> _The problem_:
These records must be written out again exactly.

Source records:
___

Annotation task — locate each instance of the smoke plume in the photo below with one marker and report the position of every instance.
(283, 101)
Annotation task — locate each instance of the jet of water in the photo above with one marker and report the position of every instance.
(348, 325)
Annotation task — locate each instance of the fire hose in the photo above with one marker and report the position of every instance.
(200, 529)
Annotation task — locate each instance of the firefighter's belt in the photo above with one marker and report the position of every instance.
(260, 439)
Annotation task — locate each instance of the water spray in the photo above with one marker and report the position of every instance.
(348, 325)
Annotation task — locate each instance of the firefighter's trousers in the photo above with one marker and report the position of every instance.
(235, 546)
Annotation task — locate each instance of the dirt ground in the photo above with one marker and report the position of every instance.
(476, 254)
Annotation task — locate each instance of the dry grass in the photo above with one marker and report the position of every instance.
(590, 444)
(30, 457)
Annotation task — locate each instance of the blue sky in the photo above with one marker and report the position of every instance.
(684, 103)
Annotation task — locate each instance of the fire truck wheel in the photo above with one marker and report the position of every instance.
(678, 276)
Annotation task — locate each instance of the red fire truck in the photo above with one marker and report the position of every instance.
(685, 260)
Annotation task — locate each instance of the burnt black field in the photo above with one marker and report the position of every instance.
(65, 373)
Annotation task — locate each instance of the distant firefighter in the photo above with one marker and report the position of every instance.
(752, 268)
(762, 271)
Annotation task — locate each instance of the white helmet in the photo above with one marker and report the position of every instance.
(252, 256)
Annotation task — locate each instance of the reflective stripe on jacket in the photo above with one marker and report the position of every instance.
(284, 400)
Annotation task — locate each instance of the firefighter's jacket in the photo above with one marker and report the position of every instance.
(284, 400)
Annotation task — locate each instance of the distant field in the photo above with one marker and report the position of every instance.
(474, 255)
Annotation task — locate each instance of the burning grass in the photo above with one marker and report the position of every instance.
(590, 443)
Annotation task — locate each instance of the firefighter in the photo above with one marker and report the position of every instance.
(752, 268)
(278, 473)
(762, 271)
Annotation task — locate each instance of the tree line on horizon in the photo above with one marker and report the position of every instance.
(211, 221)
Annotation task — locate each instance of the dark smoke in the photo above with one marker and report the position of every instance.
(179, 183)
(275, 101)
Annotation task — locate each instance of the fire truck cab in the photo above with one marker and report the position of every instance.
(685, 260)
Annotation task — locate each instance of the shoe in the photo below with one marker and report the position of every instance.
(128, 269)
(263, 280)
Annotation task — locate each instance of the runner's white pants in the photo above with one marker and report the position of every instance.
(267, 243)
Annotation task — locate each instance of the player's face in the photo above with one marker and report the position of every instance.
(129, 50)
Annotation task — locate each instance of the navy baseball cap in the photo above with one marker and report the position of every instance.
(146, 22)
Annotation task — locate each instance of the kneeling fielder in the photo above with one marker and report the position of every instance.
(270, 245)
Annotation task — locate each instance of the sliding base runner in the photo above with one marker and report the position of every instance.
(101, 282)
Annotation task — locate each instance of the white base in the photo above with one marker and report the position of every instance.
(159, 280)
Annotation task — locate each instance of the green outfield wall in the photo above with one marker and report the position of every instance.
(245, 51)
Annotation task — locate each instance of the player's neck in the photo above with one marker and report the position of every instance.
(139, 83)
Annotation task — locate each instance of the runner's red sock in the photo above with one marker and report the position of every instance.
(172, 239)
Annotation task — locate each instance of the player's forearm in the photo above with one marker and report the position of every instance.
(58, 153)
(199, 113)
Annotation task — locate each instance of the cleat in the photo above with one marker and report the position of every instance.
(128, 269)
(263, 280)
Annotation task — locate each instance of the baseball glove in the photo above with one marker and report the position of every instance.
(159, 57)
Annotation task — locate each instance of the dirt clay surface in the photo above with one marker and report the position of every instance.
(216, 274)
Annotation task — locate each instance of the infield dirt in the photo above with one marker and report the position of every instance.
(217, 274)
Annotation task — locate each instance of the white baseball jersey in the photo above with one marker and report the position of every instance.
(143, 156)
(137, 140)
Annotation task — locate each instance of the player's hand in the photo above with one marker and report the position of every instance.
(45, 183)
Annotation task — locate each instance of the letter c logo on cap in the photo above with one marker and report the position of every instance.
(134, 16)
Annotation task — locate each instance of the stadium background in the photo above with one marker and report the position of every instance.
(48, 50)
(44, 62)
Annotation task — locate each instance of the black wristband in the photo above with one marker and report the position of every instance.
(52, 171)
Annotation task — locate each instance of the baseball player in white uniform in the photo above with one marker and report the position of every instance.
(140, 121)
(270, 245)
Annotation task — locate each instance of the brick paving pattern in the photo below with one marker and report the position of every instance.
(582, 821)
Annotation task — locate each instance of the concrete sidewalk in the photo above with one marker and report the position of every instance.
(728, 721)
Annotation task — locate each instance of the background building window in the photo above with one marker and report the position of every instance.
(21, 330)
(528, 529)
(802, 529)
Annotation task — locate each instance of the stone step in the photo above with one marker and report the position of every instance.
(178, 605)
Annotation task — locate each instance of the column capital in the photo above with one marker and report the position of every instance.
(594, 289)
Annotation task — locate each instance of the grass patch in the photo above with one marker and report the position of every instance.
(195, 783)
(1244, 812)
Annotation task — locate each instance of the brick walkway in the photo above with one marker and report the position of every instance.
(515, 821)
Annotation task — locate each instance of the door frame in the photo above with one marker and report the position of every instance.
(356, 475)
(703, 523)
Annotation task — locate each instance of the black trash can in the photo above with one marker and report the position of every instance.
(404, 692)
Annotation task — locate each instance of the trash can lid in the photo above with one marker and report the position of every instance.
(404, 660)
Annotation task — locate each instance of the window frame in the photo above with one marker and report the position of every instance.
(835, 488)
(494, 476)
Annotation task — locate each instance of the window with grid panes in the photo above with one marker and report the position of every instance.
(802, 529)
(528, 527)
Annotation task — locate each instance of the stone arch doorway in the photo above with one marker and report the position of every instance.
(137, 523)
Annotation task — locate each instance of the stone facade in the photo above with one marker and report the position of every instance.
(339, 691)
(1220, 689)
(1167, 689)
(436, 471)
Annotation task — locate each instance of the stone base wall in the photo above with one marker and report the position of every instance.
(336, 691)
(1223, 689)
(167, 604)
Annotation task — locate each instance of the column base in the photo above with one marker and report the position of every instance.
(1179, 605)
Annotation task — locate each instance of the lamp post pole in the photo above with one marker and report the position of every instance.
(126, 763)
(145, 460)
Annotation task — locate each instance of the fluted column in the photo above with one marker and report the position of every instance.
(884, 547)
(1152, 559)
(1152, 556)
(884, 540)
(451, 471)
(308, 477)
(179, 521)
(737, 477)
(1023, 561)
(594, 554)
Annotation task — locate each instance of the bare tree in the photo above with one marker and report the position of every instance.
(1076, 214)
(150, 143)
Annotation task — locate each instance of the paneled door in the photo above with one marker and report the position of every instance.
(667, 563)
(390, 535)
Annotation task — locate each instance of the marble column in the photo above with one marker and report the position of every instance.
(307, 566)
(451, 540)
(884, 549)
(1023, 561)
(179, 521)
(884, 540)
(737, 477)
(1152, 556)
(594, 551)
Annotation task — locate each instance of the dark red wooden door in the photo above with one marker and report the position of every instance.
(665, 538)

___

> _Completed exercise_:
Annotation task — locate each instance of the smoke plume in the photo below with one marker and report the position of every instance.
(283, 101)
Annotation task — locate each instance of the jet of water in the photo above with one marker and report the position of every instance.
(348, 325)
Annotation task — locate each instance of the fire hose in the photo above with one marker and report the position of every instance.
(200, 529)
Annotation task — locate each instance of the firefighter's belt in the photo above with one marker and report the position of every instance.
(260, 439)
Annotation task — locate each instance of the water spray in the photo above with one marker and report the position of every instance.
(348, 325)
Annotation task — locate each instance of the firefighter's trousers in the photo above with one marker and report the position of every instance.
(235, 546)
Annotation task — locate each instance of the dirt ground in the photo above with one marker and report the position of every instance.
(476, 254)
Annotation task — locate each instance of the dry grass in the photo above with one marker and report the position of every instance.
(590, 444)
(30, 457)
Annotation task — locate each instance of the blue sky in the photo above with one marker and report the position of every instance.
(684, 103)
Annotation task — locate each instance of the fire truck wheel in the photo above with one marker and report the position of every instance.
(678, 276)
Annotation task — locate each instance of the red fire truck in the photo above with one marker and report the position of every instance.
(685, 260)
Annotation task — locate each instance of the burnt black field in the photo above with one marker and report the position of every instance.
(65, 373)
Annotation task — locate each instance of the distant firefighter in the photo above with one marker and report the position of every instance.
(752, 268)
(762, 271)
Annotation task — locate each instance of the white helmet in the photo above with one marker and report the position of every instance.
(252, 256)
Annotation task — locate each instance of the reflective stripe on jacket in the photo above with one marker and report the position of every instance.
(284, 400)
Annotation task — locate each instance of the firefighter's jacket in the photo above with one marker and report the position of every instance.
(284, 400)
Annotation task — locate each instance of the distant field in the photo above with one marker and report the position of every instance.
(474, 255)
Annotation task — locate each instance of the burning grass in the photo above with one marker and report the position of every instance.
(590, 443)
Annotation task — locate each instance of the firefighter in the photo above with one marker and report the position of every instance.
(752, 268)
(278, 473)
(762, 271)
Annotation task — locate each instance of the tree line on horizon in the photo above with one marker and report the position of every instance.
(211, 221)
Annotation task — locate each instance of the dark smoke in the photo above with one marker and report the position of every instance.
(179, 183)
(275, 101)
Annotation task — locate each instance of the fire truck cab in the photo above with one marker and report the position of every instance.
(685, 260)
Annotation task — locate each instance of the shoe in the photo below with one marker and report the position of every instance.
(128, 269)
(263, 280)
Annotation task — locate each instance of the runner's white pants in the photo above with one marker and report the position of every instance.
(267, 243)
Annotation task — locate each instance of the player's face in the photo above with one marker and report the position of every instance.
(129, 50)
Annotation task — locate each instance of the navy baseball cap in the photo above with one marker and report the position of every instance.
(146, 22)
Annotation task — locate each instance of the kneeling fielder in the photo above with one marker and report the position of every instance.
(270, 245)
Annotation task — locate each instance of the sliding base runner in the photo above with one marker and report the position of every instance.
(101, 282)
Annotation task — locate each instance of the white base in the photo above with one marker and report the position of every instance.
(159, 280)
Annotation task — locate each instance of the green outfield wall in the photo above with one marker and report the position of every instance.
(245, 51)
Annotation task — locate each instance of the player's neck in the photo above with one marker and report the position of every instance.
(139, 83)
Annotation task — locate each instance of the runner's red sock in the photo above with one marker and report the position of every instance.
(172, 239)
Annotation task — locate each instance of the player's forearm in the photo above with one marker and report the position of every instance.
(58, 153)
(199, 113)
Annotation task — locate each instance of the cleat in the photo above with one marker and report the position of every instance.
(128, 269)
(263, 280)
Annotation task — locate each instance of the baseball glove in the photo above with one marker and report the position of every instance.
(159, 57)
Annotation task — locate each instance of the dirt clay surface in the photo above with one marker and report the position of every instance.
(216, 274)
Annotation task — locate each instance of the infield dirt in the photo above with one marker and report the position of every instance.
(217, 274)
Annotation task — locate each instance of the white baseball jersey in the photo above with one marker and report the position of every instance.
(143, 156)
(137, 140)
Annotation task — locate each instance of the player's hand in the photo above with one marker and report the position of every instance.
(45, 183)
Annotation task — locate each instance of the letter c logo on cap in the photo above with one marker and report the position of every instance.
(134, 16)
Annotation task — locate each instance of the stadium background in the photo above with one marker and report the position of every instance.
(48, 50)
(44, 62)
Annotation task — locate each instance of the black wristband in the photo above with one marker and report the position of every instance.
(52, 171)
Annotation task — locate each instance of the baseball player in white uniform in the photo above with one marker and report the position of every instance.
(140, 121)
(270, 245)
Annotation task — locate each instance of the brick paving pattern in the photo below with one marker and report the position of every instance.
(582, 821)
Annotation task — locate each instance of the concrete sidewalk in the photo above with one marker and report the position of every instance.
(728, 721)
Annotation task — locate each instance of the background building window in the photo above with one marker and report the position of every instance.
(21, 330)
(528, 529)
(802, 529)
Annotation task — locate each instance of the stone step in the photo above with one marker and report the position of every instance.
(178, 605)
Annotation task — locate each instance of the column capital in the photo above with one marker and report the position of every instance.
(594, 289)
Annotation task — locate each instance of the grass patch in the photo above with one marker and report the position of every instance.
(195, 783)
(1244, 812)
Annotation task — locate each instance of the brick walkway in the photo above with one marker and report the position of every instance.
(515, 821)
Annotation task — locate each instance of the door frame in the photo above with one marker and report the position of every instance.
(356, 475)
(703, 523)
Annotation task — locate each instance of the black trash can in the photo above with one marker and report the position of every instance.
(404, 692)
Annotation task — locate each instance of the trash can lid in the photo above with one marker and report the position of every instance.
(404, 660)
Annotation task — locate each instance of the window frame in the photo above with one marker and report the position of every instance.
(835, 488)
(494, 476)
Annotation task — locate each instance of the window with grid panes in the photo above with one marker and report the position of every instance.
(802, 529)
(528, 527)
Annotation task — locate each instance of the stone arch doorway in the photo above with one marker and report the position of every instance.
(137, 523)
Annotation task — locate each instance of the stone facade in the photo above with one marker and report the position of every instance.
(339, 691)
(1220, 689)
(1167, 689)
(436, 471)
Annotation task — locate each instance of the stone base wall in the photo above with one marker and report the position of every instance.
(336, 691)
(1223, 689)
(167, 604)
Annotation task — locate each instance of the column base in the photo above with one marker and report the position of every instance.
(1179, 605)
Annotation task — locate each instance of the lamp post pole in the photo above with one marker and report the position of every instance.
(126, 763)
(145, 460)
Annotation task — locate each instance of the fluted column in the photo above with one marker and report the position of every instance.
(884, 547)
(1152, 559)
(1152, 556)
(884, 540)
(451, 471)
(308, 477)
(179, 521)
(737, 477)
(1023, 561)
(594, 554)
Annotation task — locate each instance of the bare tree in the photo above with one marker and report the position of every instance.
(1076, 214)
(150, 143)
Annotation task — locate each instance of the paneled door in the photo above with one marker and report the position of every instance.
(667, 563)
(390, 535)
Annotation task — locate each instance of the marble column in the photo above with one marker and report the position of every instance.
(307, 566)
(451, 540)
(884, 549)
(1023, 561)
(179, 521)
(884, 540)
(737, 477)
(1152, 556)
(594, 551)
Annotation task — locate each instance of the dark red wooden door in the photo above with one marker and report the position of every instance.
(665, 538)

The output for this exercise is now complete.